§ Required action
The pictures stay out; everything else in the entries below must be returned exactly.

§ Information shown
--------------------------------------------------
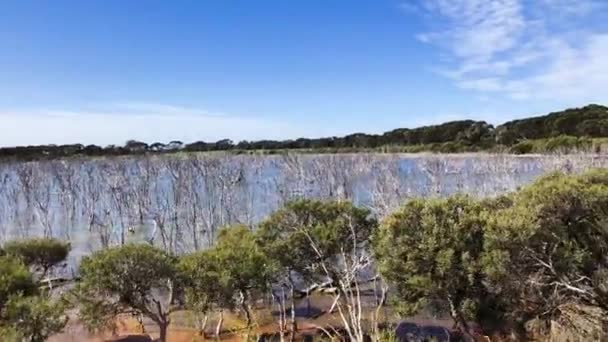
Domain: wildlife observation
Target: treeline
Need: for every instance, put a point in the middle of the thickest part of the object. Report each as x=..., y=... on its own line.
x=458, y=136
x=527, y=265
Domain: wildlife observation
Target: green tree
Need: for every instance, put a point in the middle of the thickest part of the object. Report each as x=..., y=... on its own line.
x=131, y=278
x=15, y=278
x=548, y=249
x=40, y=254
x=243, y=267
x=322, y=241
x=430, y=251
x=25, y=315
x=35, y=318
x=206, y=287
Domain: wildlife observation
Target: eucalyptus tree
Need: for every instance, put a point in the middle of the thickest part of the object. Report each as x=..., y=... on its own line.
x=323, y=241
x=40, y=254
x=138, y=279
x=430, y=252
x=244, y=268
x=26, y=314
x=206, y=288
x=548, y=250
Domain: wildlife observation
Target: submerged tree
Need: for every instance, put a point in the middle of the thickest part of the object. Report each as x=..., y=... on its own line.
x=132, y=278
x=26, y=314
x=430, y=251
x=327, y=242
x=206, y=288
x=244, y=268
x=547, y=251
x=40, y=254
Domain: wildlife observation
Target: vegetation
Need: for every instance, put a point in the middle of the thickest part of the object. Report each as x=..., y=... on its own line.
--------------------------------------------------
§ Answer space
Domain: wildlife observation
Target: treeline
Need: for every instance, put a point in the middle of the thickest part of the object. Report each as x=..., y=... on its own line.
x=458, y=136
x=527, y=265
Domain: wildlife observation
Target: green tree
Need: for every instance, put a point in the middle of the thickest part of the object. Report each as x=..., y=... on its own line.
x=131, y=278
x=15, y=278
x=548, y=249
x=40, y=254
x=243, y=267
x=322, y=241
x=430, y=251
x=25, y=315
x=35, y=318
x=206, y=287
Domain: wildlife observation
Target: eucalyptus tree
Need: for every instance, put a point in the middle of the thickest part of the object. Report each as x=..., y=... on its own line.
x=323, y=241
x=40, y=254
x=138, y=279
x=430, y=252
x=244, y=268
x=26, y=314
x=206, y=288
x=548, y=250
Domain: wildlife observation
Target: submerged tree
Need: for every instance, put a point in the middle of the thickest part of the object. Report each as x=..., y=... on its own line.
x=132, y=278
x=26, y=314
x=430, y=251
x=327, y=242
x=206, y=288
x=244, y=268
x=547, y=251
x=40, y=254
Domain: wildlife observation
Target: vegetation
Need: for every instance, put a point in the middle of the thickest part of the object. Report each as x=..., y=... on its own line.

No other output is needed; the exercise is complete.